Task a: Reproduce the records that come after the Munich memoir word for word, leaving out the pictures.

Text segment:
The Naked Truth


The Back Story: In my mid-twenties, I was living in Dallas and dating an Italian guy from Torino. He had just completed his PhD in Quantum Physics and was looking for a job. He was relatively smart (haha), qualified, and desperate to stay in the US – namely Texas, where he had spent the last several years of his life and had fallen in love with the people, beer, and relentless heat. His student visa was due to expire, and unfortunately, his last effort to obtain a work permit in order to begin employment at a major high tech company had failed. It was right after 9/11, and the country was not accommodating to foreigners seeking to stay in the States.

Long story short, he was forced to move back to Europe and ended up settling in Munich, where the job prospects in his field were most promising. After several months, several visits, and several pleas to join him, I quit my job in Dallas, put all of my worldly belongings into a five by seven storage unit, and bought a one-way ticket to Germany. I was twenty-five, no kids, and renting. It was an easy decision, except for leaving my dog behind in the custody of my parents. But I was young and eager for a new adventure.

I was in love with the Munich. Everything about it was beautiful – the cafes, buildings, and parks were all so perfect and I couldn’t wait to make it my home for the foreseeable future. I had arrived in May, and the Italian decided to take the summer off before finding work and show me his home country. So, we spent the entire summer traveling through Italy, from the north to the south, visiting his family and friends, and taking in the sites.

(Before you get too dreamy-eyed over what should have been the dolce vita to end all vitas, it’s probably worth mentioning that the majority of the trip was in fact, a complete disaster. Looking back, I still harbour suspicions that it was all a part of his dubious plot to make me as miserable as possible and drive me back to the States, where he would show up on my doorstep one sub-zero night in Chicago with a suitcase in hand, begging me to take him in, only to seduce me into marrying him in order to achieve his final goal: a US Greencard….but all of that will be covered in greater detail in Volume II, Part IV, Section VIII of my memoir entitled, Entitled.)

Before all of that, we somehow made it back to Germany in the autumn, fractured but not yet broken….yet. He settled into a job working for some top-secret space and defence agency, where he had to sign legal disclosures vowing never to reveal the nature of his work…which sounded a bit to me like he was trying to build up an aura of mystery and intrigue to peak my curiosity. He obviously knew me well. I stayed with him for another four years.

Anyway, there I was in Munich. The Italian was working long hours and I was busy settling into my new life. I was fortunate to be doing contract work for my old firm, which gave me something to do; but other than that, I didn’t really have a plan. With no friends and no real schedule, I had an abundance of time on my hands, so I would set out in the morning and spend all day wandering aimlessly through the streets, exploring neighbourhoods, checking out local markets, sipping cappuccinos in majestic cafes, and reading books. I loved the freedom and the fact that I could explore the city on my own without an Italian complaining how I can’t read a map.

But eventually, I finished War and Peace and realized I needed more structure in my life. I wanted an outlet that would allow me to feel both inspired and disciplined. With no work permit and zero command over the German language, I decided to do the next logical thing and join a gym. The Italian suggested the Olympic Stadium near our apartment. They had nice workout facilities, an Olympic size swimming pool (obviously), and it was inexpensive.

Task b: In the Munich memoir, which book did the writer finish before deciding to join a gym?

Dataset records:

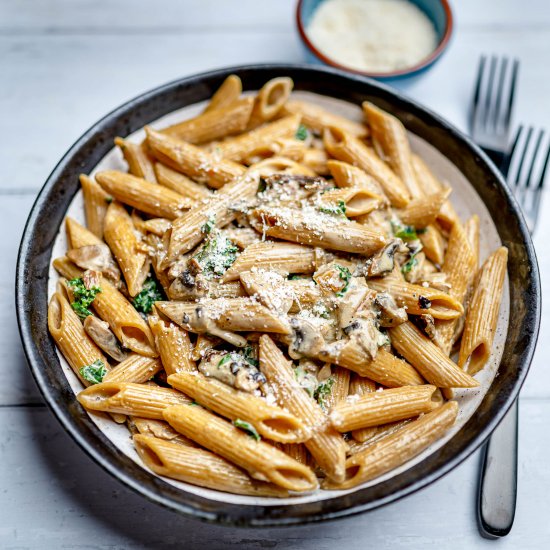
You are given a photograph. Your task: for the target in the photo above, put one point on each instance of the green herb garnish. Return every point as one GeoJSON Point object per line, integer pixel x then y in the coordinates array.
{"type": "Point", "coordinates": [209, 225]}
{"type": "Point", "coordinates": [345, 275]}
{"type": "Point", "coordinates": [83, 297]}
{"type": "Point", "coordinates": [216, 255]}
{"type": "Point", "coordinates": [150, 294]}
{"type": "Point", "coordinates": [405, 232]}
{"type": "Point", "coordinates": [323, 391]}
{"type": "Point", "coordinates": [338, 209]}
{"type": "Point", "coordinates": [407, 267]}
{"type": "Point", "coordinates": [94, 373]}
{"type": "Point", "coordinates": [301, 133]}
{"type": "Point", "coordinates": [248, 428]}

Final result a:
You are given a photograph. Your task: for the target in the photo above, put one point on each instance of the green herb garnish. Return every point as one GeoJSON Point object per line, integer pixel x then y in the coordinates array.
{"type": "Point", "coordinates": [209, 225]}
{"type": "Point", "coordinates": [345, 275]}
{"type": "Point", "coordinates": [83, 297]}
{"type": "Point", "coordinates": [216, 255]}
{"type": "Point", "coordinates": [150, 294]}
{"type": "Point", "coordinates": [405, 232]}
{"type": "Point", "coordinates": [323, 391]}
{"type": "Point", "coordinates": [338, 209]}
{"type": "Point", "coordinates": [407, 267]}
{"type": "Point", "coordinates": [94, 373]}
{"type": "Point", "coordinates": [301, 133]}
{"type": "Point", "coordinates": [248, 428]}

Final result b: War and Peace.